EXTRACTED TEXT:
◆ ◆ ◆ ◆ ◆
The Co-Op's Got Bananas
Page 16
I don’t remember filling in application forms for any university, but I must have done. I did once have to go into my dad’s room and ask him what I should put down as his occupation, which troubled him greatly, causing a lot of damning and blasting.
‘You can see my occupation, God damn it. When I get out of this bed, I will show you what an occupation is. Hand me that stick. Marion! Marion! I’m getting up, where is my bloomin’ stick, damn and blast, after all the money I have brought into this damn house . . .’
In the end, in the column for father’s occupation, I put down ‘Civil Servant (Retired)’.
Applying to Durham had been totally decided and organised by the school. None of our parents had been to university, not even the apparently posh ones living at Stanwix, though presumably Mike’s dad, being a dentist, must have attended some sort of college. But the fathers of all my other friends, as far as I knew, were more or less white-collar workers. Ian Johnstone’s dad worked in a bank. Dicky Wilson’s dad worked at 14 MU, as did Reg’s, as had mine. I assume all of them had left school at fifteen or sixteen.
Dicky had already got into Oxford, while Reg and Mike were going to stay on for a third year in the sixth, whatever happened in their A-levels, in order to try the Oxbridge entrance exams. But for most of the rest of us in the upper sixth, the school had guided us to places where they thought we might get in and where they had contacts, having sent pupils in the past. They knew how universities worked. Our parents didn’t.
◆ ◆ ◆ ◆ ◆
WRITTEN INSTRUCTION A: Please list every line of the listing that contains the string "navy", matching case exactly.
The memoir extract and the listing have no connection to each other.

(Items listed in a dataset)
◆ ◆ ◆ ◆ ◆
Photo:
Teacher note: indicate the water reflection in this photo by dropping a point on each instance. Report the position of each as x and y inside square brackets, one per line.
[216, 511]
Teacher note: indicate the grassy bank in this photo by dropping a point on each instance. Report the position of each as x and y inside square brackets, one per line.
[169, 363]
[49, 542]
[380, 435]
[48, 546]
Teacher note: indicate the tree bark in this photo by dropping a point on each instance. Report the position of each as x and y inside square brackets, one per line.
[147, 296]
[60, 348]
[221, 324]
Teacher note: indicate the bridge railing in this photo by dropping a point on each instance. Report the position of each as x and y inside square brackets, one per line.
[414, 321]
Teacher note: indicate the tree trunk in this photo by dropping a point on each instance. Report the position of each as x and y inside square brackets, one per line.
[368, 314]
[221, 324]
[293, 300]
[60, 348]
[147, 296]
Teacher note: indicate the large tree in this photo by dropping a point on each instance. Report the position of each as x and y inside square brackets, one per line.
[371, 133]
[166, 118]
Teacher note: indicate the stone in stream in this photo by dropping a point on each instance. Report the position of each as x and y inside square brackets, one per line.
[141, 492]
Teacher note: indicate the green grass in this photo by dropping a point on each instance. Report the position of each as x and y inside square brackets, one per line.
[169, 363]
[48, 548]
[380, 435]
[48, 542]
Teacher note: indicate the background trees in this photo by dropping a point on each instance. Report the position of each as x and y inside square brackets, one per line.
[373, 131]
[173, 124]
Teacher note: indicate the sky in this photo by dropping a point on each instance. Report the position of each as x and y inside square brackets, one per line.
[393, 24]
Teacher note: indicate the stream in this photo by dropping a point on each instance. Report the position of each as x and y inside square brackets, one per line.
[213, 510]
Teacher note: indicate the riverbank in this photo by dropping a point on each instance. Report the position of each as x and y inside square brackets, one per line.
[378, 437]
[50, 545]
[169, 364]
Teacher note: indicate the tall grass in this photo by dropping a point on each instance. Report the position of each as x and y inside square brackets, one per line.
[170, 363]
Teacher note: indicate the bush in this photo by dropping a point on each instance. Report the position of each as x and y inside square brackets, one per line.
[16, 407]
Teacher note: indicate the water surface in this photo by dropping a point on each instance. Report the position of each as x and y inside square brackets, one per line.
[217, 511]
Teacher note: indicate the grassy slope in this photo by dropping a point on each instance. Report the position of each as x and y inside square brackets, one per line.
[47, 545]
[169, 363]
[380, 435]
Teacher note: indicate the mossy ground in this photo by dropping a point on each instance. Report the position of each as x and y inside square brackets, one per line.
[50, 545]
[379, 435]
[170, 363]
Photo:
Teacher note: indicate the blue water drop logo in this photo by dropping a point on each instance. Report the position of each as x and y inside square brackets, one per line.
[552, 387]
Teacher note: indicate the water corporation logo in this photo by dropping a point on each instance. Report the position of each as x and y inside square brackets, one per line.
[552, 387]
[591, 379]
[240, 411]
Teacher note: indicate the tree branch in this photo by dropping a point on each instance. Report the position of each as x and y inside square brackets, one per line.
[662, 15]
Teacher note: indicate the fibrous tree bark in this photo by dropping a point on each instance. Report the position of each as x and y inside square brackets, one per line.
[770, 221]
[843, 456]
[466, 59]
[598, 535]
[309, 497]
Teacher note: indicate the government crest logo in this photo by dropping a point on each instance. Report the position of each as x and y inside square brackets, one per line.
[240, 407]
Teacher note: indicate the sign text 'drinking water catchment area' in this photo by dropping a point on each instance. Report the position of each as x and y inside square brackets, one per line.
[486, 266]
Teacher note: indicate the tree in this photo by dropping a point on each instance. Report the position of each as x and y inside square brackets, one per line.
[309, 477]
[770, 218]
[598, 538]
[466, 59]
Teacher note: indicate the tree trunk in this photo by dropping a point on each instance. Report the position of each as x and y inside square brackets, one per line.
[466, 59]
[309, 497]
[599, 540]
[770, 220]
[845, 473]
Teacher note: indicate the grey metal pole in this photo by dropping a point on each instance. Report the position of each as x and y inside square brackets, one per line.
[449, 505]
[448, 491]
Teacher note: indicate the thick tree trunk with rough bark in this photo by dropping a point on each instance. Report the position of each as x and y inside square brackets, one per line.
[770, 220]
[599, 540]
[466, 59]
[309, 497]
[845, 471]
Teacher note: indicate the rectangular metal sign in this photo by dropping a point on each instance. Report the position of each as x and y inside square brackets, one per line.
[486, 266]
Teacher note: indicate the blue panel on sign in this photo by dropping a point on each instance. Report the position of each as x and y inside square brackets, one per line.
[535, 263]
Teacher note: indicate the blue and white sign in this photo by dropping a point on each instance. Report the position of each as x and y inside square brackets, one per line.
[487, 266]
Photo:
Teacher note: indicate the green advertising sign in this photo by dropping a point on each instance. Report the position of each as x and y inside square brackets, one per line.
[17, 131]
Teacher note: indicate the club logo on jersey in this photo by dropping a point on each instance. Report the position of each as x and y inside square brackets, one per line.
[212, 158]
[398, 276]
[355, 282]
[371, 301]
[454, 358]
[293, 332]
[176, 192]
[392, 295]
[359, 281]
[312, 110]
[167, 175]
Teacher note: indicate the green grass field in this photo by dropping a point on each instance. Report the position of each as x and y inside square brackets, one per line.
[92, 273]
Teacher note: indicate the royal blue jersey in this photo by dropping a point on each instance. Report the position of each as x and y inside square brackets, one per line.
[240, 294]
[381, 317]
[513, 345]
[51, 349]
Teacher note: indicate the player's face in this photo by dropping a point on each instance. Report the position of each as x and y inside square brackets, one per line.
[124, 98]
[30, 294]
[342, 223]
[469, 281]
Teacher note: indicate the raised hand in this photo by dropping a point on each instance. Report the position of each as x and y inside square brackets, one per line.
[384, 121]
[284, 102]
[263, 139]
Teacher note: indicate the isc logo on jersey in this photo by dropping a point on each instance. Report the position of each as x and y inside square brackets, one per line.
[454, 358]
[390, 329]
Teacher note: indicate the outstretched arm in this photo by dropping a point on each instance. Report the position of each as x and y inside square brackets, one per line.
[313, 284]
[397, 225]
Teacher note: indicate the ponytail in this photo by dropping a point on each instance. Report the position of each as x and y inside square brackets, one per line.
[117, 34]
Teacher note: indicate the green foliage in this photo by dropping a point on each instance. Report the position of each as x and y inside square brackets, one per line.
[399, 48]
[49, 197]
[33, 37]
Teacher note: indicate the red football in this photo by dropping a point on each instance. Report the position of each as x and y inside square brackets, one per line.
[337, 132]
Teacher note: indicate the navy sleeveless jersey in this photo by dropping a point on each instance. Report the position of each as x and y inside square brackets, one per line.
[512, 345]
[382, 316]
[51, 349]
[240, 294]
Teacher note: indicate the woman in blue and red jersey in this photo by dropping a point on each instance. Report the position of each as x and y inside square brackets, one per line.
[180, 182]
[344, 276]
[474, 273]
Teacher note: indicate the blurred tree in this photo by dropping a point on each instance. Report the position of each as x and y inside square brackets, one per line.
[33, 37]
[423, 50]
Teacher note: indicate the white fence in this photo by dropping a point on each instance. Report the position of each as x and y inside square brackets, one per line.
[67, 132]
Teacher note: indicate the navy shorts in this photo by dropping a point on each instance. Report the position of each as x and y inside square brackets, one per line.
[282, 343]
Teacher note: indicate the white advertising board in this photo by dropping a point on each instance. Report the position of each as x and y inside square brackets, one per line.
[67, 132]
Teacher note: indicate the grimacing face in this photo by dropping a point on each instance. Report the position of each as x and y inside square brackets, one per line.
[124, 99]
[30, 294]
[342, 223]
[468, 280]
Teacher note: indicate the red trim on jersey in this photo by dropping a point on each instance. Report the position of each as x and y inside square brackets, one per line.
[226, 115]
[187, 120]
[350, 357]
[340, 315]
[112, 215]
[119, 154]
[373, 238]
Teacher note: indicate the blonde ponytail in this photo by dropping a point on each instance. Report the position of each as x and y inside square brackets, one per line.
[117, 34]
◆ ◆ ◆ ◆ ◆
WRITTEN INSTRUCTION B: In the memoir extract, why were Reg and Mike going to stay on for a third year in the sixth? Answer in one to three sentences.

FULL RESPONSE A:
Teacher note: indicate the navy sleeveless jersey in this photo by dropping a point on each instance. Report the position of each as x and y inside square brackets, one per line.
Teacher note: indicate the navy shorts in this photo by dropping a point on each instance. Report the position of each as x and y inside square brackets, one per line.

FULL RESPONSE B: Reg and Mike were staying on for a third year in the sixth to try the Oxbridge entrance exams. They planned to do this whatever happened in their A-levels.